## Stated task
Return only the line that contains "the horse's nose" and each line after it, through the last line of the data below, copied exactly.

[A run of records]
——
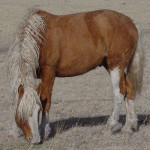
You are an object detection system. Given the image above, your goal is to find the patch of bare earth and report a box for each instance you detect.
[0,0,150,150]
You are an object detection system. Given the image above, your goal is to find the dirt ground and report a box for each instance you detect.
[0,0,150,150]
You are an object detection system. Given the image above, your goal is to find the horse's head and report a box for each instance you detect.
[15,85,42,143]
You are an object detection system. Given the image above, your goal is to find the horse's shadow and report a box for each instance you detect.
[49,115,150,138]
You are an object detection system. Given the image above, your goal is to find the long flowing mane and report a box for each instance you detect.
[8,10,45,119]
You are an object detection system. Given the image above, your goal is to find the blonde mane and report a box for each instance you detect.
[8,10,45,120]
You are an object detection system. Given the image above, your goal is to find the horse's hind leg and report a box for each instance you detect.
[122,76,137,133]
[108,67,125,133]
[40,66,55,139]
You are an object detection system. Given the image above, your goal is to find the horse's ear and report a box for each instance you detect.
[18,85,24,100]
[35,83,42,95]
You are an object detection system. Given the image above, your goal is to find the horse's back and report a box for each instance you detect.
[38,10,137,76]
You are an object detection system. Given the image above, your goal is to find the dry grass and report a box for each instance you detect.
[0,0,150,150]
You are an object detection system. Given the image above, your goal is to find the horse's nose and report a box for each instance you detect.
[27,137,32,144]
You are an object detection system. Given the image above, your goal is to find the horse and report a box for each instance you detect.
[8,9,144,143]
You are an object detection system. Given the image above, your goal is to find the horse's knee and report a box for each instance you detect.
[126,77,134,100]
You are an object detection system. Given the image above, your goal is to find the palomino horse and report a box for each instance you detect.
[8,10,143,143]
——
## Problem solution
You are an object detection system. Given the image above, your goal is to find the horse's nose and report a box for each instance you detect.
[27,137,32,144]
You are an object detection system. Given the image above, your goal is to find the horse and report a box for each instance you detect.
[8,9,144,143]
You are an object detection system. Given the image above, your goal is to find the horse's knee and report a box for each instance you detect.
[126,77,134,100]
You are an object detection system. Given the image above, your goal is to find the palomino horse and report a box for each instance you detect.
[8,10,143,143]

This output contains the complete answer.